The entries that follow should be repeated exactly, with no pictures kept.
-- Opening Marker --
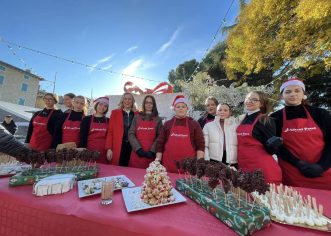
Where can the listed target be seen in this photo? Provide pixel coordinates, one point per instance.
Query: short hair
(71, 95)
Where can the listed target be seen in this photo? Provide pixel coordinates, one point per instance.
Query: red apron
(146, 135)
(252, 154)
(304, 139)
(41, 139)
(97, 138)
(178, 146)
(71, 130)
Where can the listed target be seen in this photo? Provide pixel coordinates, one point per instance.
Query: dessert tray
(12, 169)
(133, 201)
(93, 186)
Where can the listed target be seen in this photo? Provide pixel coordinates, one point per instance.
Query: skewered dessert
(157, 187)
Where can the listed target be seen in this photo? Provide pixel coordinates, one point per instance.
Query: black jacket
(321, 117)
(11, 127)
(9, 145)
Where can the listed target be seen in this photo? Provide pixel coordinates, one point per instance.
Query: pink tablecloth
(22, 213)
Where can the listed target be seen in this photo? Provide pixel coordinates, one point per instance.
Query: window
(2, 79)
(21, 101)
(24, 87)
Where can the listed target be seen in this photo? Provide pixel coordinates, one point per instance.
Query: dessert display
(93, 186)
(157, 187)
(226, 193)
(81, 163)
(10, 166)
(289, 206)
(55, 184)
(156, 190)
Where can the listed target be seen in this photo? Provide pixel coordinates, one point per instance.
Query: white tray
(96, 183)
(133, 201)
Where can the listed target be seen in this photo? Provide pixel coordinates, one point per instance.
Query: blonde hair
(121, 106)
(85, 102)
(266, 106)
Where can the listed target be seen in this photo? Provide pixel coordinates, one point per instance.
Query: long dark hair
(155, 112)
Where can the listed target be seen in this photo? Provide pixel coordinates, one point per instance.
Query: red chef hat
(293, 81)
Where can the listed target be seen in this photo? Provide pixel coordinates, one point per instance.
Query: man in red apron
(179, 143)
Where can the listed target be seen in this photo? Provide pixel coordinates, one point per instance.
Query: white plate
(133, 201)
(8, 170)
(96, 184)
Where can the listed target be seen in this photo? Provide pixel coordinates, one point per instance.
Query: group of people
(290, 146)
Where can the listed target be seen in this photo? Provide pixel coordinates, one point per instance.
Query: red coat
(115, 135)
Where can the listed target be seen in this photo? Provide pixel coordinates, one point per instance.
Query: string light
(75, 62)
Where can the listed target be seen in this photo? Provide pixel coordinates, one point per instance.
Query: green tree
(275, 35)
(183, 72)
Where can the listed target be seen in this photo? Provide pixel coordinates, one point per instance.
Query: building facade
(18, 86)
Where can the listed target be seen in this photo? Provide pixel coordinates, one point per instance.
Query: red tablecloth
(22, 213)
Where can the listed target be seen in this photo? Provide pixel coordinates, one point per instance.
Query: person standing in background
(211, 104)
(68, 125)
(9, 124)
(93, 129)
(42, 125)
(117, 142)
(143, 134)
(67, 102)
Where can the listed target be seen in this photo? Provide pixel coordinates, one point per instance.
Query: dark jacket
(50, 125)
(11, 127)
(9, 145)
(321, 117)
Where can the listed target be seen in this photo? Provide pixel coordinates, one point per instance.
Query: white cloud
(169, 42)
(131, 49)
(133, 67)
(107, 67)
(101, 61)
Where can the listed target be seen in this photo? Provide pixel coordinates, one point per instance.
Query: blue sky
(145, 38)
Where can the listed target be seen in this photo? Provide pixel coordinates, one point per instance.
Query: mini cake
(55, 184)
(157, 187)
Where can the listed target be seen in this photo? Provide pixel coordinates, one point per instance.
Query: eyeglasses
(252, 100)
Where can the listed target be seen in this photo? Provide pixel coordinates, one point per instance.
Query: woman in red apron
(42, 125)
(143, 134)
(252, 135)
(305, 157)
(180, 137)
(93, 129)
(68, 127)
(117, 142)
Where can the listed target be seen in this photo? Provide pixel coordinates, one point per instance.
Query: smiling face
(127, 101)
(252, 102)
(211, 107)
(67, 101)
(49, 101)
(148, 106)
(101, 108)
(78, 104)
(181, 110)
(293, 95)
(223, 111)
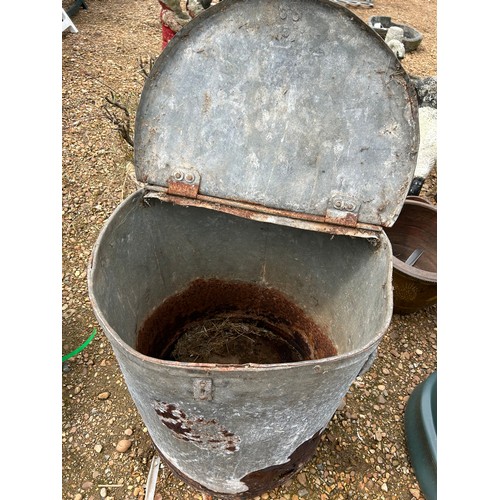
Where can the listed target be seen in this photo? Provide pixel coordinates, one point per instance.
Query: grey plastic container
(275, 140)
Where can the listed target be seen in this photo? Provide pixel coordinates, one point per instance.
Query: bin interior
(151, 251)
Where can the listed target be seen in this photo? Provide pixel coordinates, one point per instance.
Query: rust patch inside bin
(216, 321)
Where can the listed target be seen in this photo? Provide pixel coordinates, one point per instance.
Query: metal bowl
(414, 245)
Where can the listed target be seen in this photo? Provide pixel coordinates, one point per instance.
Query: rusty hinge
(184, 182)
(343, 210)
(203, 389)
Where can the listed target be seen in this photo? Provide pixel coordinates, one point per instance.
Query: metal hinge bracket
(343, 210)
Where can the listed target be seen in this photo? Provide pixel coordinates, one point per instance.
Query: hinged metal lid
(290, 107)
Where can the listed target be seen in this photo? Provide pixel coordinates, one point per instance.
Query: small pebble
(123, 445)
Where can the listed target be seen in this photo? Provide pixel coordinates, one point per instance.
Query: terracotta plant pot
(414, 235)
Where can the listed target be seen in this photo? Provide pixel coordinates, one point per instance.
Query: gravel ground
(106, 450)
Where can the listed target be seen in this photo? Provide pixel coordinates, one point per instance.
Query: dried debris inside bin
(215, 321)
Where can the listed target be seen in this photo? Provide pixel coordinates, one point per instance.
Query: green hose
(81, 348)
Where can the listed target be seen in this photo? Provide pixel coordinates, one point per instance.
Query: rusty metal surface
(237, 429)
(415, 285)
(291, 105)
(274, 216)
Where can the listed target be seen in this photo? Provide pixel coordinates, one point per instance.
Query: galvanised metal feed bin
(249, 283)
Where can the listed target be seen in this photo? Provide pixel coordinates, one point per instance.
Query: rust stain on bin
(206, 434)
(259, 481)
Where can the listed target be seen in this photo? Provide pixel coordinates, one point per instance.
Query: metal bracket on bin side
(203, 389)
(184, 182)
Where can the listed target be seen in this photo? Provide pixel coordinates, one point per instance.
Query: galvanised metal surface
(294, 105)
(275, 138)
(238, 429)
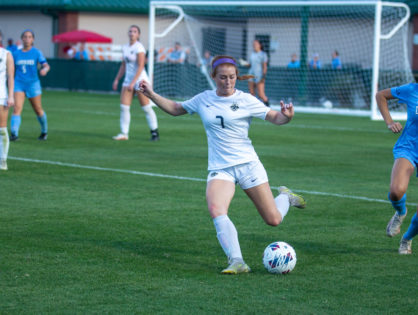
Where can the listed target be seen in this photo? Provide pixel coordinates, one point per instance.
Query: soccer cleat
(295, 200)
(43, 136)
(120, 137)
(394, 226)
(3, 165)
(236, 268)
(405, 247)
(13, 137)
(154, 135)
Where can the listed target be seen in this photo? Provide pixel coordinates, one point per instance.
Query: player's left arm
(283, 117)
(10, 79)
(382, 98)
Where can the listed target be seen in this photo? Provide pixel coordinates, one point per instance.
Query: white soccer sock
(125, 118)
(282, 204)
(4, 143)
(228, 237)
(151, 117)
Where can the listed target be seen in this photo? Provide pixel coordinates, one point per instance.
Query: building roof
(126, 6)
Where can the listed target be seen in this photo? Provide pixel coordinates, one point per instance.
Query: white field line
(116, 170)
(300, 126)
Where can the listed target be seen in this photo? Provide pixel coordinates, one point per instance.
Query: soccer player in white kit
(133, 67)
(226, 114)
(7, 72)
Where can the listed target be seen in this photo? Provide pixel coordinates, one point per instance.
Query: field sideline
(91, 225)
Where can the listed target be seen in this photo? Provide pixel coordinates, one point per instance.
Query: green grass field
(94, 226)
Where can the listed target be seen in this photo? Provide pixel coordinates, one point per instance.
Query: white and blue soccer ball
(279, 257)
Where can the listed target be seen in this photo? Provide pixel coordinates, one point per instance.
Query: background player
(27, 83)
(226, 114)
(405, 153)
(7, 69)
(133, 67)
(258, 68)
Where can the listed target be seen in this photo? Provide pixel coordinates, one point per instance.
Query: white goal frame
(373, 113)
-- Closing Marker --
(Exercise solution)
Where can the listed target be seen in this photo? Provide pixel coordinates, one point per instance.
Query: short hair
(71, 95)
Where can the listed target be seen in this photo? Provide pixel coordinates, one point per instance.
Query: red apron
(146, 135)
(252, 154)
(304, 139)
(41, 139)
(97, 138)
(178, 146)
(71, 130)
Where can the listed target be seen in this photo? Provide pixel coordinates, one point per instance.
Query: dessert tray
(12, 169)
(133, 201)
(93, 186)
Where can the listed target be seen in this photo? Provide pixel coordinates, one point per instance.
Query: skewered dessert
(157, 187)
Where can the listed target be seen in this photo? Provide pixel coordinates, one point per instance.
Query: black jacket
(321, 117)
(11, 127)
(9, 145)
Where can the listed target be seen in this photo? Provide pixel coordinates, one point per instance.
Query: pink tablecloth
(22, 213)
Where can the listed target be seen in this photo? Provide pixel coordinates, one point per instance.
Query: window
(2, 79)
(21, 101)
(24, 87)
Where can the listed target be seen in this photo? Provide pixel coordinates, one point per instance.
Query: dessert display
(93, 186)
(157, 187)
(226, 193)
(81, 163)
(10, 166)
(289, 206)
(55, 184)
(156, 190)
Where can the listed target be seen in this photo? Provide pixel coordinates, one point per instance.
Query: white tray
(96, 183)
(133, 201)
Where can the listed target be seen in this photo? Provide pixel coordinates, one point per instance.
Query: blonde hair
(121, 106)
(85, 102)
(266, 106)
Where can the listed target be seen in this photo? Provide pixel coordinates, one point per instance.
Query: long dark hair
(155, 112)
Where can the listed target be seen in this photo? Provide pixel coordinates, one point per instance.
Query: red chef hat
(293, 81)
Where can the listed target be seen in this photo? Provide pixel coordinates, one point per instance.
Query: man in red apron
(179, 143)
Where can the listed target be seen in this photo? Provide pixel coordinates, one point per instance.
Query: white plate
(133, 201)
(8, 170)
(96, 184)
Where can the listed target be seen in this photo? Provide pixel coordinates, one point per instance.
Query: group of people
(290, 146)
Where can the listed target be seen in this photo? Provide pixel coordinates, one point per instance.
Query: red coat
(115, 135)
Where can the listed target be seen in this photo? Provide pixel coordinates, one point per instance.
Query: string light
(75, 62)
Where can the listed target be seen in this photo? Provide pixel coordinates, one point per instance.
Query: green tree
(275, 35)
(183, 72)
Where can the listed target be seen in this photo? Provide pixel coordinates, one point per instance.
Query: building facade
(18, 86)
Where can the listed target be seen in this photo? Provide pixel coordinates, one point per instance.
Query: red tablecloth
(22, 213)
Where can the listed target be seen in this photo? Provide pixel coordinates, one point per instance.
Query: person standing in background
(211, 104)
(68, 125)
(9, 124)
(93, 129)
(42, 125)
(117, 142)
(143, 134)
(67, 102)
Where can the listed target be seen in this photo? Provide pixel coordinates, one point per instance.
Query: dark jacket
(50, 125)
(11, 127)
(9, 145)
(321, 117)
Where can the listed target be seen in this photo? Provide pixel coordinates, one point per instance.
Query: white cloud
(169, 42)
(131, 49)
(133, 67)
(107, 67)
(101, 61)
Where can the listed target be seen in this photo? Provide pixel coordinates, one point per instance.
Query: blue sky
(145, 38)
Where can the listed target be seen in this photo? Provide pixel coordinates, one point per instance.
Query: mini cake
(55, 184)
(157, 187)
Where can the listed target be seen in this photo? Provide pixel coordinates, one point per instance.
Query: eyeglasses
(252, 100)
Where can the listed target be seen in this photo? Provide pixel coordinates, one point per instance.
Query: woman in red apron
(42, 125)
(143, 134)
(252, 135)
(305, 157)
(180, 137)
(93, 129)
(68, 127)
(117, 142)
Where can the listed target be seen in this photo? Provide pixel coordinates, one point per instance.
Query: smiling face
(127, 101)
(252, 102)
(211, 107)
(67, 101)
(49, 101)
(148, 106)
(101, 108)
(78, 104)
(181, 110)
(293, 95)
(223, 111)
Where can the listed target be seen in this photo? Provide pixel coordinates, one point per instance.
Query: grey plastic container
(275, 140)
Where can the listed target be seen in this photo? Provide pixel coordinates, one point per instance.
Query: bin interior
(151, 251)
Where can the listed target be seen in this photo? Provide pixel coordinates, one point per instance.
Query: rust patch inside bin
(216, 321)
Where can the listed target be seen in this photo? Provide pixel coordinates, one point per instance.
Query: metal bowl
(414, 245)
Where can the listed target be seen in this photo? Provide pixel coordinates, one point per instance.
Query: rusty hinge
(184, 182)
(343, 210)
(203, 389)
Where can the listed target be seen in this photo? Provide pixel coordinates, one point per instance.
Query: metal hinge bracket
(343, 210)
Where can the listed target be seen in this photo? Provide pixel coordinates, one point per instance.
Query: hinged metal lid
(290, 107)
Where can the listed target be seen in this photo? Provide pixel coordinates, one point per instance.
Query: small pebble
(123, 445)
Where can the listed target be seen in this photo? Provide pixel coordinates, one point per instance.
Query: terracotta plant pot
(414, 235)
Where can the listed target be seen in this photo? Provide pixel coordinates, one point per instance.
Query: gravel ground
(106, 450)
Where can the listed target be seen in this photo? Provide pixel coordinates, one point per instance.
Query: dried debris inside bin
(215, 321)
Where can the listed target be seen in this photo? Provide pixel coordinates, one point per instance.
Query: green hose
(81, 348)
Where can the listed target be seen in this photo? Provide pixel coordinates, one point per instance.
Query: rusty metal surface
(237, 429)
(415, 285)
(291, 105)
(274, 216)
Where can the listed target be seen in this photo? Provide pixel coordinates, one point per instance.
Query: galvanised metal feed bin
(249, 283)
Where can the listed target be seen in this photo? Provide pixel coordinates, one point per instance.
Query: rust stain on bin
(206, 434)
(259, 481)
Where can the listed target be seen in this photo? Provide pixel coordinates, one point per instance.
Query: metal bracket on bin side
(203, 389)
(184, 182)
Where can the listed target be seen in this photo? Provide pixel coordinates, one point per instance.
Query: galvanised metal surface
(294, 105)
(275, 138)
(238, 429)
Where can the listed target be seen in this photo? Provide pixel coordinates, one point per instance.
Query: soccer cleat
(295, 200)
(43, 136)
(120, 137)
(394, 226)
(3, 165)
(236, 268)
(405, 247)
(13, 137)
(154, 135)
Where can the listed target be seen in this photo? Provide pixel coordinates, one point per instance.
Query: player's left arm
(283, 117)
(10, 79)
(382, 98)
Where can the listed target be seen in this photo? Provide pixel coordinates, one point per instance.
Query: white soccer sock
(125, 118)
(282, 204)
(4, 143)
(228, 237)
(151, 117)
Where can the listed target be seen in this photo? Provide pixel coordinates, one point per instance.
Query: building roof
(126, 6)
Where can the listed target be seen in this photo? Provide pixel coordinates, one point per instance.
Query: white field line
(116, 170)
(300, 126)
Where can the listed target be seen in this photo? Provide pixel coordinates, one point per instance.
Query: soccer player in white kit
(133, 67)
(226, 114)
(7, 72)
Where can the listed target be seen in this photo? Provide pixel coordinates, one point per instance.
Query: field sideline
(91, 225)
Where can the listed target be seen in this photo? Provide pixel coordinates, one point per instance.
Query: green grass field
(94, 226)
Where can the listed target be seen in this photo? Provide pixel coordinates, one point per instance.
Query: white and blue soccer ball
(279, 257)
Where can the listed target be seen in this photo? Provide pixel coordinates, one point per instance.
Query: background player
(27, 83)
(226, 114)
(405, 153)
(7, 69)
(133, 67)
(258, 68)
Where can the listed target be seen in this photo? Provide pixel coordinates, one point per instance.
Query: white goal frame
(373, 113)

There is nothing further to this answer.